Plus au nord encore se trouve le quartier de Barra, avec ses restaurants de poissons en bordure de mer et ses promontoires, l’un arborant un ancien fort et l’autre un phare et une statue du Christ. Tout le long de la baie, les murs ont la parole avec une profusion de tags artistiques, voire même des mosaïques multicolores sur les thèmes de la mer ou de la vieille ville. L’église de Bonfim domine la baie. Sa visite a un côté insolite avec sa chambre latérale sur les murs de laquelle ont été épinglés des ex-voto sous forme de photos des personnes aimées ou de statuettes et sculptures représentant des parties du corps humain qui ont été guéries. A la sortie, on vous vendra comme porte-bonheur les petits bracelets de couleurs de Senhor do Bonfim da Bahia, qui exaucera trois voeux si vous faites trois nœuds autour du poignet.
Texte Erika Bodmer, photos Gérard Blanc
Infos pratiques
Vols
Genève-Lisbonne-Salvador avec TAP Portugal; Genève-Paris-Rio-Salvador avec TAM Airlines.

Extraits de données de pointage
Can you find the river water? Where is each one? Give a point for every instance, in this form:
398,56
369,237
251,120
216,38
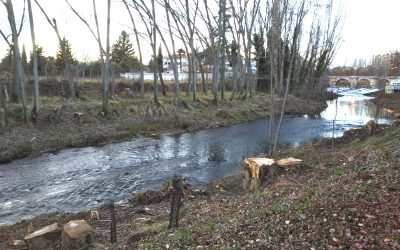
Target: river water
81,178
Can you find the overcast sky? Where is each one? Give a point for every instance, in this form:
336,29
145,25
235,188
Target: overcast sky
369,28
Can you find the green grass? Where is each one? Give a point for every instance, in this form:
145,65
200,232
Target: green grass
133,129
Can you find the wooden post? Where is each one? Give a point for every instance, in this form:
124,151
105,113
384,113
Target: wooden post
175,201
111,208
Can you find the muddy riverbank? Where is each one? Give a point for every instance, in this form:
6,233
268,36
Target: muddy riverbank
360,208
58,126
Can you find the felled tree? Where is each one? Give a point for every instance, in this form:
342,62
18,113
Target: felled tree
124,54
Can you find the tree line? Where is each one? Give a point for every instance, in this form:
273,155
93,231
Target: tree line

▶ _Énoncé 1_:
Répondez aux questions suivantes d'après l'extrait de texte :
(a) Qu'arbore chacun des deux promontoires du quartier de Barra ?
(b) Combien de nœuds faut-il faire autour du poignet pour que trois vœux soient exaucés ?
(c) Quelle compagnie assure le trajet passant par Lisbonne ?
▶ _Énoncé 2_:
Recopiez fidèlement le passage de l'extrait de texte situé entre « Plus au nord » et « autour du poignet. », ces deux bornes comprises.
Les items ci-dessus ne sont pas nécessaires.

▶ _Réponse complète 1_:
(a) L'un arbore un ancien fort, l'autre un phare et une statue du Christ.
(b) Trois nœuds.
(c) TAP Portugal.

▶ _Réponse complète 2_:
Plus au nord encore se trouve le quartier de Barra, avec ses restaurants de poissons en bordure de mer et ses promontoires, l’un arborant un ancien fort et l’autre un phare et une statue du Christ. Tout le long de la baie, les murs ont la parole avec une profusion de tags artistiques, voire même des mosaïques multicolores sur les thèmes de la mer ou de la vieille ville. L’église de Bonfim domine la baie. Sa visite a un côté insolite avec sa chambre latérale sur les murs de laquelle ont été épinglés des ex-voto sous forme de photos des personnes aimées ou de statuettes et sculptures représentant des parties du corps humain qui ont été guéries. A la sortie, on vous vendra comme porte-bonheur les petits bracelets de couleurs de Senhor do Bonfim da Bahia, qui exaucera trois voeux si vous faites trois nœuds autour du poignet.